-------- EXCERPTED DATA

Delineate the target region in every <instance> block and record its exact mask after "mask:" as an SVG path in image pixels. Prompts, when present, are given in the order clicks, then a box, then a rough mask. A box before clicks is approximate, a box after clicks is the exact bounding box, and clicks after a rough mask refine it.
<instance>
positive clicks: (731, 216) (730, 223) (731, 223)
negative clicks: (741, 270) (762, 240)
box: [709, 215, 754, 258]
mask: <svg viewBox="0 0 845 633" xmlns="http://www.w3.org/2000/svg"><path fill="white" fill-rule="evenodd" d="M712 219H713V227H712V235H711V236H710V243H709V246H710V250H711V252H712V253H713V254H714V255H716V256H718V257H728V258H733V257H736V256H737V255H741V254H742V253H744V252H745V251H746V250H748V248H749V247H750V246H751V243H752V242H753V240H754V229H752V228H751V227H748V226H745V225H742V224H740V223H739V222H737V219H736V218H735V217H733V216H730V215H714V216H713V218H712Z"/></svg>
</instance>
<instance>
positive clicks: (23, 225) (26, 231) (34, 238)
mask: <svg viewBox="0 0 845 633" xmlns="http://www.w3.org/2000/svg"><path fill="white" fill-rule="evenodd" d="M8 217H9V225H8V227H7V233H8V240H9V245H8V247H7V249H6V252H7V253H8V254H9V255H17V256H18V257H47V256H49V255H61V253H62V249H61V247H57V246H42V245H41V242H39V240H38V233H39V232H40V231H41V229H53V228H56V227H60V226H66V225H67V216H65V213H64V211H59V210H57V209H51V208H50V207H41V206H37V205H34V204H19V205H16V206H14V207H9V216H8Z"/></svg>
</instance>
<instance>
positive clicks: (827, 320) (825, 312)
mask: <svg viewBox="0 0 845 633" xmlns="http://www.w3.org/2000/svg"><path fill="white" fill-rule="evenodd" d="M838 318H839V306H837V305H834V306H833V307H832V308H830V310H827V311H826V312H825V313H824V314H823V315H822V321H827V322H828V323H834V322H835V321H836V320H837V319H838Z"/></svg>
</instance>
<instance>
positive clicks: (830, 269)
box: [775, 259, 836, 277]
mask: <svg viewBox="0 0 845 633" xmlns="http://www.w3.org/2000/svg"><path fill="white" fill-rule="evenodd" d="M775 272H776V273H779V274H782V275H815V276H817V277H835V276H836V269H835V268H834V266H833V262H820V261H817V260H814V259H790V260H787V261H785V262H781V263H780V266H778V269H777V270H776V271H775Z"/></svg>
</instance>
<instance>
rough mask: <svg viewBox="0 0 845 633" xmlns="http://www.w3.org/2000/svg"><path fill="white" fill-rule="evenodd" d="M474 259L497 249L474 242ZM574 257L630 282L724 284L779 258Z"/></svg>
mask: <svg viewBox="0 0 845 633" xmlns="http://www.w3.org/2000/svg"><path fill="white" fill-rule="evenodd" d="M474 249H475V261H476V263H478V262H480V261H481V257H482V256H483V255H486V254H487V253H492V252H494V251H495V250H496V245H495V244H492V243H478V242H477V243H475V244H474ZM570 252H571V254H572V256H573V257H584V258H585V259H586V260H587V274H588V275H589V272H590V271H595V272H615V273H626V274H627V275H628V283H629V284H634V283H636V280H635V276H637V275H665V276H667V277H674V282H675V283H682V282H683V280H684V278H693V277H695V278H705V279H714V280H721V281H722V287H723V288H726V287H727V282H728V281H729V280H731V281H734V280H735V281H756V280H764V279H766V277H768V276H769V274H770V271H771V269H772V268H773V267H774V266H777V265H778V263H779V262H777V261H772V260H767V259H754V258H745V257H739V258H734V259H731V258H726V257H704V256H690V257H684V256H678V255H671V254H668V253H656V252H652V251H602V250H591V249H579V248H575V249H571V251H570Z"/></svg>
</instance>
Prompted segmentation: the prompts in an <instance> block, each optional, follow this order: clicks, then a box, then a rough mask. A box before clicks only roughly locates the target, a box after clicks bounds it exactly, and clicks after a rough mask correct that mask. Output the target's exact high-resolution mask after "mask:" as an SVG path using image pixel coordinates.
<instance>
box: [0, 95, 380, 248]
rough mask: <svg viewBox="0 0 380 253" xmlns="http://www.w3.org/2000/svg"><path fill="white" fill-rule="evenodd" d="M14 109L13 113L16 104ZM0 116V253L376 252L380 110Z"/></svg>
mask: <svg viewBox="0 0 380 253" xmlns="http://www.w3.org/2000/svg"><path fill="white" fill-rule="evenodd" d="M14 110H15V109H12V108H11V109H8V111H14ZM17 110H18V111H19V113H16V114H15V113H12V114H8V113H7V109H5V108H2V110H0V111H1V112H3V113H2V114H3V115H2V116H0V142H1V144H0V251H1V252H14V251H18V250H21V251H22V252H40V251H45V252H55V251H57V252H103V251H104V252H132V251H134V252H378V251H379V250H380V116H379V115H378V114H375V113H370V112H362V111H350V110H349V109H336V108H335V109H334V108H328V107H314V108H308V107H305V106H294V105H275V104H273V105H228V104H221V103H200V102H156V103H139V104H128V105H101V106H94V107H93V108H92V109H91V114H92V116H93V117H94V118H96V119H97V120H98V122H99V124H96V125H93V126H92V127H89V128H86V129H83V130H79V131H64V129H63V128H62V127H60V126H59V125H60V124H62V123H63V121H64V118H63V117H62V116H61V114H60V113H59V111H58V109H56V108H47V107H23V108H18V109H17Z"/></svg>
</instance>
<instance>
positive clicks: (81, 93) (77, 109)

----------------

ASSIGNMENT: Return the records given above in their entirety, word for word.

THE COMPLETED TASK:
Delineate the target region in every <instance> block and record its exact mask after "mask:" as an SVG path in image pixels. Prompts, when present, are given in the order clicks, then a box, then a rough mask. A box before clicks is approximate, a box after clicks is the exact bounding box, and clicks after a rough mask refine it.
<instance>
positive clicks: (731, 216) (730, 223) (731, 223)
negative clicks: (741, 270) (762, 240)
box: [709, 215, 754, 258]
mask: <svg viewBox="0 0 845 633" xmlns="http://www.w3.org/2000/svg"><path fill="white" fill-rule="evenodd" d="M712 219H713V227H712V235H711V236H710V243H709V246H710V250H711V252H712V253H713V254H714V255H716V256H718V257H728V258H733V257H736V256H737V255H741V254H742V253H744V252H745V251H746V250H748V248H749V247H750V246H751V243H752V242H753V240H754V229H752V228H751V227H748V226H745V225H742V224H740V223H739V222H737V219H736V218H735V217H733V216H730V215H714V216H713V218H712Z"/></svg>
</instance>
<instance>
positive clicks: (23, 225) (26, 231) (34, 238)
mask: <svg viewBox="0 0 845 633" xmlns="http://www.w3.org/2000/svg"><path fill="white" fill-rule="evenodd" d="M8 217H9V225H8V227H7V233H8V240H9V245H8V247H7V249H6V252H7V253H8V254H9V255H17V256H18V257H47V256H49V255H61V253H62V249H61V247H57V246H42V245H41V242H39V240H38V233H39V232H40V231H41V229H53V228H56V227H60V226H66V225H67V216H65V213H64V211H59V210H57V209H51V208H50V207H41V206H37V205H34V204H19V205H16V206H14V207H9V216H8Z"/></svg>
</instance>
<instance>
positive clicks: (827, 320) (825, 312)
mask: <svg viewBox="0 0 845 633" xmlns="http://www.w3.org/2000/svg"><path fill="white" fill-rule="evenodd" d="M838 318H839V306H837V305H834V306H833V307H832V308H830V310H827V311H826V312H825V313H824V314H823V315H822V321H827V322H828V323H834V322H835V321H836V320H837V319H838Z"/></svg>
</instance>
<instance>
positive clicks: (830, 269)
box: [775, 259, 836, 277]
mask: <svg viewBox="0 0 845 633" xmlns="http://www.w3.org/2000/svg"><path fill="white" fill-rule="evenodd" d="M775 272H776V273H779V274H782V275H815V276H817V277H835V276H836V269H835V268H834V266H833V262H820V261H817V260H814V259H790V260H787V261H785V262H781V263H780V266H778V269H777V270H776V271H775Z"/></svg>
</instance>
<instance>
rough mask: <svg viewBox="0 0 845 633" xmlns="http://www.w3.org/2000/svg"><path fill="white" fill-rule="evenodd" d="M474 259L497 249L474 242ZM574 257L630 282L724 284L779 258Z"/></svg>
mask: <svg viewBox="0 0 845 633" xmlns="http://www.w3.org/2000/svg"><path fill="white" fill-rule="evenodd" d="M474 249H475V261H476V263H478V262H480V261H481V257H482V256H483V255H486V254H487V253H492V252H494V251H495V250H496V245H495V244H492V243H478V242H477V243H475V244H474ZM570 252H571V254H572V256H573V257H584V258H585V259H586V260H587V274H588V275H589V272H590V271H595V272H615V273H626V274H627V275H628V283H629V284H634V283H636V280H635V276H637V275H665V276H667V277H674V282H675V283H682V282H683V280H684V278H693V277H695V278H705V279H714V280H721V281H722V287H723V288H726V287H727V282H728V281H729V280H731V281H734V280H735V281H756V280H764V279H766V277H768V276H769V274H770V271H771V269H772V268H773V267H774V266H777V265H778V263H779V262H777V261H772V260H767V259H754V258H745V257H739V258H734V259H731V258H726V257H704V256H690V257H684V256H678V255H671V254H668V253H656V252H652V251H602V250H591V249H579V248H575V249H571V251H570Z"/></svg>
</instance>
Prompted segmentation: the prompts in an <instance> block, each optional, follow this order: clicks, then a box, then a rough mask. A box before clicks only roughly locates the target, a box after clicks bounds it exactly, and clicks after a rough mask correct that mask. Output the target's exact high-resolution mask after "mask:" as an SVG path using image pixel coordinates.
<instance>
box: [0, 95, 380, 248]
rough mask: <svg viewBox="0 0 380 253" xmlns="http://www.w3.org/2000/svg"><path fill="white" fill-rule="evenodd" d="M14 109L13 113L16 104ZM0 116V253L376 252L380 110Z"/></svg>
mask: <svg viewBox="0 0 380 253" xmlns="http://www.w3.org/2000/svg"><path fill="white" fill-rule="evenodd" d="M14 110H15V109H12V108H11V109H8V111H14ZM17 110H18V111H19V113H16V114H15V113H12V114H8V113H7V109H5V108H2V110H0V111H1V112H3V113H2V114H3V115H2V116H0V142H1V144H0V251H1V252H14V251H18V250H21V251H22V252H40V251H45V252H55V251H57V252H103V251H104V252H132V251H134V252H378V251H379V250H380V116H379V115H378V114H375V113H370V112H362V111H350V110H349V109H336V108H335V109H334V108H328V107H314V108H308V107H305V106H294V105H275V104H273V105H228V104H221V103H200V102H156V103H139V104H128V105H101V106H94V107H93V108H92V109H91V114H92V116H93V117H94V118H96V119H97V120H98V122H99V124H96V125H93V126H92V127H89V128H86V129H83V130H79V131H64V129H63V128H62V127H60V126H59V125H60V124H62V123H63V121H64V118H63V117H62V116H61V114H60V113H59V111H58V109H56V108H47V107H23V108H18V109H17Z"/></svg>
</instance>
<instance>
positive clicks: (81, 93) (77, 109)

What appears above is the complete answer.